Would you please return all of the entries below exactly as shown?

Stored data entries
————

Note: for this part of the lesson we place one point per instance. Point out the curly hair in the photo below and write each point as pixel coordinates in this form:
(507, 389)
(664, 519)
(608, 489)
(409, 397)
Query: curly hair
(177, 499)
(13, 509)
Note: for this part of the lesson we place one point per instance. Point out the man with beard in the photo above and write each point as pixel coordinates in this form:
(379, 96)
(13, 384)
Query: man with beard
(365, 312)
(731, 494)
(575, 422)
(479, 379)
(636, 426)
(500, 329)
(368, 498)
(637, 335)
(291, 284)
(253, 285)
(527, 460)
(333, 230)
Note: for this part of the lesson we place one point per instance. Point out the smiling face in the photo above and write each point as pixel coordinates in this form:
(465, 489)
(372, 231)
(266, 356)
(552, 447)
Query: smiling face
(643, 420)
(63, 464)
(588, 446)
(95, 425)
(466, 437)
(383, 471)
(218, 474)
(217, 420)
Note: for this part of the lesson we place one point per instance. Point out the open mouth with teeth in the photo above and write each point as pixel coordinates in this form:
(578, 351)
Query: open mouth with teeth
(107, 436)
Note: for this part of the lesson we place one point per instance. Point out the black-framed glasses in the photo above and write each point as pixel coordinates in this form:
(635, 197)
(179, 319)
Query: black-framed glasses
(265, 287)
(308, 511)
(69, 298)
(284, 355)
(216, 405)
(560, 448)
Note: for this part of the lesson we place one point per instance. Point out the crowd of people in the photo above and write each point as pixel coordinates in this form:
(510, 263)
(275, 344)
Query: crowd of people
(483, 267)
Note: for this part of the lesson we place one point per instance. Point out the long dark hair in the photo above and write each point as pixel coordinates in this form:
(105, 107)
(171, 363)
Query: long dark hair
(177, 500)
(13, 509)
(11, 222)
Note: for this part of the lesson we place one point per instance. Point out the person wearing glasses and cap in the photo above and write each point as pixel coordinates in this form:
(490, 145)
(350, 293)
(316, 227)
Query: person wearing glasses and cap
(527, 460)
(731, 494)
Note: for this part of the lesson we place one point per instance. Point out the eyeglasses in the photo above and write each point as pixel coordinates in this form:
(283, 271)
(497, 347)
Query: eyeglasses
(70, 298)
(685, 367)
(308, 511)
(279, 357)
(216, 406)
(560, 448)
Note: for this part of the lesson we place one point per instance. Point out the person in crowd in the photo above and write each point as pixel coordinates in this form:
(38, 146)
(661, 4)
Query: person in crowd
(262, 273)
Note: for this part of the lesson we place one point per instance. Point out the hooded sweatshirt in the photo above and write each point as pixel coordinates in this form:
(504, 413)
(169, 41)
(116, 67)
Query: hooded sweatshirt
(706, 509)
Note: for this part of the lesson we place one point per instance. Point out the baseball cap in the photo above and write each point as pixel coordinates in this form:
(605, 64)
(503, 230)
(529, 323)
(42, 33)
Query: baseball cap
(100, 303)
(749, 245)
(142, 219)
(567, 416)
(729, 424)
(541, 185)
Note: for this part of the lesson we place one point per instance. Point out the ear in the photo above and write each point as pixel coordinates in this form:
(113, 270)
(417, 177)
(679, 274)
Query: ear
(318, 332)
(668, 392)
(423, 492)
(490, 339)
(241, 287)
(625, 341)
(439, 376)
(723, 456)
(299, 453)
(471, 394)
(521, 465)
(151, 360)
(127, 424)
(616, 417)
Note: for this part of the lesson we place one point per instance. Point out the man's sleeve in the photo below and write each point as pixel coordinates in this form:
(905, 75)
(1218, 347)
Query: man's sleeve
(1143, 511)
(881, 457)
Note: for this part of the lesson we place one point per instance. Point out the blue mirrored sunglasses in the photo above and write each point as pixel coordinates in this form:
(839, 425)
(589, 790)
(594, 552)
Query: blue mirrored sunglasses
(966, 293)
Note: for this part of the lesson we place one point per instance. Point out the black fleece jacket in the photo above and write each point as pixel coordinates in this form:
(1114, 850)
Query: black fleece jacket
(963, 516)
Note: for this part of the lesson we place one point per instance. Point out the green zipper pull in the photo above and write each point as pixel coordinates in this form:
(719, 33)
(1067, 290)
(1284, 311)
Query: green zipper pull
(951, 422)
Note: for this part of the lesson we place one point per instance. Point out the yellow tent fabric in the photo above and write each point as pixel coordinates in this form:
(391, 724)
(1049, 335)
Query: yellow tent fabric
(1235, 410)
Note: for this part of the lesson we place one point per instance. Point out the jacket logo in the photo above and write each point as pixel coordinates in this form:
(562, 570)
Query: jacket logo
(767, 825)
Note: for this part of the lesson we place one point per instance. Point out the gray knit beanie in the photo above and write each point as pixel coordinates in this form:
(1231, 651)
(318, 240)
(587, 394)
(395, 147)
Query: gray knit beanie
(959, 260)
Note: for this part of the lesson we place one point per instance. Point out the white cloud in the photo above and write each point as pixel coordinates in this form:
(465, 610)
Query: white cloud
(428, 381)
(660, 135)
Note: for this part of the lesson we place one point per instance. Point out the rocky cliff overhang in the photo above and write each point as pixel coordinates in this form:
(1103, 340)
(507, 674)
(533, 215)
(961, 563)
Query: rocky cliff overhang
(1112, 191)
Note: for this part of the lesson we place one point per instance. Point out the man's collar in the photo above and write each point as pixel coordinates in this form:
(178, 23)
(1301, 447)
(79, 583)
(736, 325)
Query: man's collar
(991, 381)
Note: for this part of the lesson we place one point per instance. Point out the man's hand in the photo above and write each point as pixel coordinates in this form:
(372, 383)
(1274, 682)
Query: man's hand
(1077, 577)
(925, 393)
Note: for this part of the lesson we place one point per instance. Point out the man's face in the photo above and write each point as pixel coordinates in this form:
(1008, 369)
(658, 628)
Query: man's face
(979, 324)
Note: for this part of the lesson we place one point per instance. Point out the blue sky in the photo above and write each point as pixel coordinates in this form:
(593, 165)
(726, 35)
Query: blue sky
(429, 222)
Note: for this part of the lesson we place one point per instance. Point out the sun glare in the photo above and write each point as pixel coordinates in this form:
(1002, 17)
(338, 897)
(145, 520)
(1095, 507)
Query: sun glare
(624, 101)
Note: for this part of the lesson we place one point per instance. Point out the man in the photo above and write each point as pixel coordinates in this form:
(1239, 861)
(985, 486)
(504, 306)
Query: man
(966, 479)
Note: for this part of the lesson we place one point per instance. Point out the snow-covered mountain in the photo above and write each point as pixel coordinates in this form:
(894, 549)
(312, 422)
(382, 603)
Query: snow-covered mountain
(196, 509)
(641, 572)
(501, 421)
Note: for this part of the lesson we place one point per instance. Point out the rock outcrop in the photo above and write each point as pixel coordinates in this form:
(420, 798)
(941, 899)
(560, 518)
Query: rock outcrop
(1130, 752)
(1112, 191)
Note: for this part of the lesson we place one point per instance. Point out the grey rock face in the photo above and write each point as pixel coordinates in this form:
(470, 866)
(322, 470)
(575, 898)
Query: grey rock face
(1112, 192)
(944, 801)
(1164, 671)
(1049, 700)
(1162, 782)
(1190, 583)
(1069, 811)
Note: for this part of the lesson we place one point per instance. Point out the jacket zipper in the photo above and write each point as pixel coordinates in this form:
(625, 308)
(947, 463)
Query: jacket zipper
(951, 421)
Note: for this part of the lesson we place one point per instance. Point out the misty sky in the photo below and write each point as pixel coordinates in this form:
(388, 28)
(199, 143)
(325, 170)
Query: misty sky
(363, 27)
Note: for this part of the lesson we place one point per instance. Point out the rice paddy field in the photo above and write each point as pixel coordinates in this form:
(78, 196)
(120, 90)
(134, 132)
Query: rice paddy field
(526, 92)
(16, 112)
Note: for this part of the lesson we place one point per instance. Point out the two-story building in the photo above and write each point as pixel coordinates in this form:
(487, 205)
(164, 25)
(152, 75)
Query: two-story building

————

**Answer for this exercise**.
Note: for this part of the lesson we place one point per instance. Point out the curly hair in the photo below and write each point as pixel coordinates in this form:
(507, 389)
(664, 519)
(608, 489)
(409, 397)
Query: curly hair
(177, 499)
(13, 509)
Note: for this part of the lesson we place one point per instance. Point out the man with beard in the photo above and write each point as pixel coordinates in this form:
(379, 96)
(13, 384)
Query: man with beard
(365, 312)
(731, 494)
(575, 422)
(479, 379)
(636, 426)
(500, 329)
(368, 498)
(637, 335)
(291, 284)
(253, 285)
(527, 460)
(333, 230)
Note: for this part of the lesson we place one point per instance. Point out the smiling face in the photo above and write each point as pixel coordinates in this form:
(465, 489)
(372, 231)
(266, 356)
(552, 447)
Query: smiling face
(643, 420)
(63, 464)
(588, 446)
(95, 425)
(466, 437)
(383, 471)
(218, 474)
(217, 420)
Note: for this part of the lesson we place one point per instance. Point out the open mouth with teeth in the photo above and write each point as pixel coordinates in this form:
(578, 351)
Query: open mouth with teeth
(107, 436)
Note: for this part of the lesson we place one point per instance. Point out the black-framed glasses in the photo above and write each point as pixel coordinates in this form:
(635, 197)
(179, 319)
Query: black-framed glasses
(265, 287)
(308, 511)
(69, 298)
(284, 355)
(216, 405)
(560, 448)
Note: for this part of the lesson we place one point per instance. Point out the crowd of people in the photo above and write each point as pixel coordinates in this form:
(510, 263)
(275, 344)
Query: crowd of people
(483, 267)
Note: for this part of the lesson we place one point per instance. Point out the long dark hair in the photo above and write each point as pixel coordinates in this form:
(105, 107)
(171, 363)
Query: long dark hair
(177, 500)
(13, 509)
(11, 222)
Note: for this part of the lesson we place one point per instance. Point out the person wearing glasses and cap in the photo above and write each point as pixel coordinates in this form:
(490, 145)
(350, 293)
(316, 227)
Query: person wearing glasses and cap
(527, 460)
(731, 494)
Note: for this part of the lesson we place one point per instance. Point out the eyeglasses in the photo above and write each point as pixel coordinates in this form:
(283, 271)
(497, 347)
Query: eyeglasses
(70, 298)
(685, 367)
(308, 511)
(279, 357)
(216, 406)
(560, 448)
Note: for this part of the lesson we place one point per instance. Point out the person in crowd in the photo above and write each point as pixel coordinates in this form:
(38, 146)
(661, 4)
Query: person in crowd
(262, 273)
Note: for this part of the lesson we place one point per instance. Point out the hooded sweatshirt in the photo above and write each point as pixel coordinates in this form:
(504, 413)
(169, 41)
(116, 67)
Query: hooded sweatshirt
(706, 509)
Note: for this part of the lesson we place one point per instance. Point out the baseball cap in the photo above and write each point as pixel coordinates in this form:
(605, 64)
(503, 230)
(529, 323)
(42, 33)
Query: baseball cap
(100, 303)
(749, 245)
(142, 219)
(567, 416)
(729, 424)
(541, 185)
Note: for this part of the lesson we place one point per instance. Point out the ear in the photo above and write each point as pixel coordinates in this form:
(113, 270)
(417, 177)
(679, 274)
Query: ear
(318, 332)
(668, 392)
(423, 492)
(490, 339)
(241, 287)
(625, 341)
(439, 376)
(723, 456)
(299, 453)
(471, 394)
(521, 465)
(151, 360)
(127, 424)
(616, 417)
Note: for this part of the lesson we place one point per instance. Point out the man's sleeve in the photo below and write each point as pixel coordinates in this form:
(905, 75)
(1218, 347)
Query: man's sleeve
(1143, 511)
(881, 457)
Note: for this part of the lesson we place one point per instance. Point out the blue mirrored sunglasses in the photo above and write each point as pixel coordinates in this form:
(839, 425)
(589, 790)
(594, 552)
Query: blue mirrored sunglasses
(966, 293)
Note: for this part of the lesson we place one point per instance. Point out the black fleece jacket in the photo above and write each point as pixel coordinates in this form:
(1114, 850)
Query: black fleece jacket
(963, 516)
Note: for this part of the lesson we place one point per instance. Point out the green zipper pull in the photo above and write each point as pixel coordinates in this form:
(719, 33)
(1067, 290)
(1284, 311)
Query: green zipper pull
(951, 422)
Note: for this part of the lesson we place one point per instance. Point out the yellow tent fabric in the photo above and write each point as pixel coordinates in this form:
(391, 724)
(1049, 335)
Query: yellow tent fabric
(1235, 410)
Note: for this part of the lesson we place one point per instance. Point out the jacket logo in the photo above and write each point as pixel coordinates in this form:
(562, 570)
Query: jacket logo
(767, 825)
Note: for this part of the lesson we place one point per instance. Point out the gray knit beanie in the photo above and write each point as pixel coordinates in this form:
(1231, 651)
(318, 240)
(587, 394)
(395, 147)
Query: gray knit beanie
(959, 260)
Note: for this part of the lesson we place one point per instance. Point out the white cloud in the photo above and write each point as pixel coordinates in this form:
(465, 610)
Query: white cloud
(428, 381)
(660, 135)
Note: for this part of the lesson we place one point per instance. Point out the rocky cliff overhang in the photo above and write each point as pixel coordinates in this form:
(1103, 340)
(507, 674)
(533, 215)
(961, 563)
Query: rocky cliff overhang
(1112, 191)
Note: for this part of the lesson we place one point per instance. Point out the man's collar in the photo above and write each point as pixel coordinates in this form:
(178, 23)
(1301, 447)
(79, 583)
(736, 325)
Query: man's collar
(991, 381)
Note: for this part of the lesson we place one point per instance. Point out the man's hand in the photo above and write each point as pixel coordinates in this form:
(372, 383)
(1274, 682)
Query: man's hand
(1077, 577)
(925, 393)
Note: for this part of the lesson we place one point per instance. Point out the man's face in the photo above and write each point as pixel coordinates in this form:
(1008, 369)
(658, 628)
Query: man's face
(979, 324)
Note: for this part of the lesson we place one point per instance. Point out the blue sky in the photo above and write each point as pixel coordinates in this form:
(593, 165)
(726, 35)
Query: blue sky
(429, 222)
Note: for this part of the lesson we place one point per instance. Point out the sun glare in the photo above and write each point as pixel coordinates in this form:
(1002, 17)
(338, 897)
(145, 520)
(1095, 507)
Query: sun glare
(624, 101)
Note: for this part of the lesson we place one point per instance. Point out the man in the photo above and write each point as pixel coordinates in this form:
(1239, 861)
(985, 486)
(504, 306)
Query: man
(966, 479)
Note: for this part of the lesson we place one point per instance. Point out the snow-covered mountain in the photo above and write each point as pixel coordinates in this form:
(894, 549)
(312, 422)
(382, 603)
Query: snow-covered mountain
(196, 509)
(641, 572)
(501, 421)
Note: for this part of the lesson we place one point per instance. Point out the rock outcrop in the photo above and write each point as pixel coordinates in this form:
(420, 798)
(941, 899)
(560, 518)
Query: rock outcrop
(1130, 752)
(1112, 191)
Note: for this part of the lesson we place one point per instance. Point out the grey rock face in the photo above and write each point as pixel coordinates in this form:
(470, 866)
(322, 470)
(575, 898)
Query: grey rock face
(1112, 192)
(944, 801)
(1164, 671)
(1049, 700)
(1162, 782)
(1190, 583)
(1069, 811)
Note: for this part of the lesson we place one point per instance. Point out the jacket zipper in the photo above and write each point as pixel coordinates in this form:
(625, 308)
(947, 463)
Query: jacket zipper
(951, 421)
Note: for this part of the lesson we place one point per instance. Point out the misty sky in the photo below and write each point as pixel coordinates in this form:
(388, 28)
(199, 143)
(325, 170)
Query: misty sky
(363, 27)
Note: for this part of the lesson we place one point per instance. Point out the rice paddy field in the photo above and write each point as pixel coordinates in this form:
(78, 196)
(120, 90)
(134, 132)
Query: rice paddy field
(526, 92)
(16, 112)
Note: for this part of the lesson we place one point per instance. Point out the two-story building in the photo above and write each point as pixel coordinates in this form:
(487, 205)
(164, 25)
(152, 75)
Query: two-story building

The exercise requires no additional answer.